_TRECHO_
Conversa sobre o além da vida

A nossa sociedade vive uma contradição. De um lado, evita falar da morte e tenta escondê-la o quanto pode. Do outro, talvez por isso mesmo, acaba estimulando as piores fantasias sobre o além da morte. Cada vez mais a literatura de ficção e o Cinema comercial investem fortunas em filmes sobre vampiros adolescentes e esse selo faz muito sucesso econômico. Embora no Brasil, não haja tradição do Hallowen , o povo dá muita importância ao dia de finados e à visita aos cemitérios. Aí se junta um elemento cultural antigo e a crença religiosa na comunhão com as pessoas queridas que já partiram. De fato, todas as religiões procuram tratar do sentido da vida. Por isso, todas tentam compreender melhor a passagem da morte.

1.    Como as antigas religiões pensam a vida depois da morte

A maioria das religiões indígenas ligada a práticas como o Xamanismo acredita que a realidade em que vivemos tem dois planos: o mundo visível e dentro desse, um universo invisível e espiritual, presente e atuante. Para o Xamanismo, tudo tem espírito. Cada montanha, cada rio, cada árvore e cada animal tem um espírito e os índios aprendem a entrar em contato com esses espíritos. Para alguns povos, quando a pessoa morre, retoma a forma do seu animal totem. Então, se manifesta nos animais ou, em alguns casos, até em árvores. E continuam assim a cuidar da harmonia do universo.

As religiões afro acreditam em um céu que se manifesta aqui na terra. Quando a pessoa morre, vai para o Orum,  mas ao mesmo tempo pode se relacionar com os seus nesse mundo. Várias tradições afrodescendentes dão o maior valor ao culto aos antepassados.

Mais de 2/3 da humanidade acredita em algum tipo de reencarnação. Para as religiões orientais, o renascimento se dá para ajudar a alma a se purificar e evoluir, até o dia em que for mais espiritual e não precisar mais se reencarnar. Algumas religiões do Hinduísmo acreditam na metempsicose. Essa doutrina ensina que as pessoas podem se reencarnar como pessoas, mas também como animais, mais evoluídos ou menos. No Espiritismo Kardecista, a reencarnação faz uma certa síntese da doutrina oriental do renascimento, mas vai além dela. Tradicionalmente, a teologia cristã ensina que a reencarnação é contrária à ressurreição. No entanto, atualmente, muitos teólogos pensam que, se o espiritismo diz que a reencarnação não é um processo permanente e tem como meta a vida plena, a reencarnação pode ser entendida como uma espécie de purgatório purificador que, ainda nessa vida, ou através de diferentes vidas, vá preparando a ressurreição final[1].

_AMOSTRA DOS REGISTROS_
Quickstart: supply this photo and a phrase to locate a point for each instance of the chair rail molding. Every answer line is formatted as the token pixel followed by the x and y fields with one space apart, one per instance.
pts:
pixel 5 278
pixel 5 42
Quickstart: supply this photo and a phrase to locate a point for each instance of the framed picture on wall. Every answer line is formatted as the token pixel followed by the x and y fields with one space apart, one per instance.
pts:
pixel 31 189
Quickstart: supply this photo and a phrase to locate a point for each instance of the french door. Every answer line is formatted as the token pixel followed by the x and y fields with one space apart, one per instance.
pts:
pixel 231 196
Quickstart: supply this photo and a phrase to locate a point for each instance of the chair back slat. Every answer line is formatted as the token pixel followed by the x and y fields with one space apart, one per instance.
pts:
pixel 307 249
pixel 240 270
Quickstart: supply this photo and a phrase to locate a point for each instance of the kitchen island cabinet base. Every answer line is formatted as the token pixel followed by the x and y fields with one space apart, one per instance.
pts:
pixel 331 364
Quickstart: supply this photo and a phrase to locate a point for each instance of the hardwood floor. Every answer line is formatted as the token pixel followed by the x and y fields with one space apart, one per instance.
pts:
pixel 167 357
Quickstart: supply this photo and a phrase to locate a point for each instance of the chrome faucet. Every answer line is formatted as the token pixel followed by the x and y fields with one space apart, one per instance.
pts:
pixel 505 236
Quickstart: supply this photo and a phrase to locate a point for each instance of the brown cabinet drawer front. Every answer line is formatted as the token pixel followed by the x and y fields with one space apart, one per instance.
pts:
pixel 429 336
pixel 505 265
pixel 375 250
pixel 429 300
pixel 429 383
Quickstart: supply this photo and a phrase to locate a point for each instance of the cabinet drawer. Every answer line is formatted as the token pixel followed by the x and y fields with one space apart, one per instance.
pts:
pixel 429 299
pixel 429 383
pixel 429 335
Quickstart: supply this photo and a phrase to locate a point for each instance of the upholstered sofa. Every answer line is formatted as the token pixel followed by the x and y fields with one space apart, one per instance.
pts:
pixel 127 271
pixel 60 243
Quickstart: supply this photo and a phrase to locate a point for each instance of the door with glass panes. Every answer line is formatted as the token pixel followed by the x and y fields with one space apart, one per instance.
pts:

_O QUE SE PEDE_
De acordo com o trecho, para onde vai a pessoa que morre, segundo as religiões afro? Os registros vêm de outra fonte, sem relação com o trecho.

_EXERCÍCIO RESOLVIDO_
Vai para o Orum.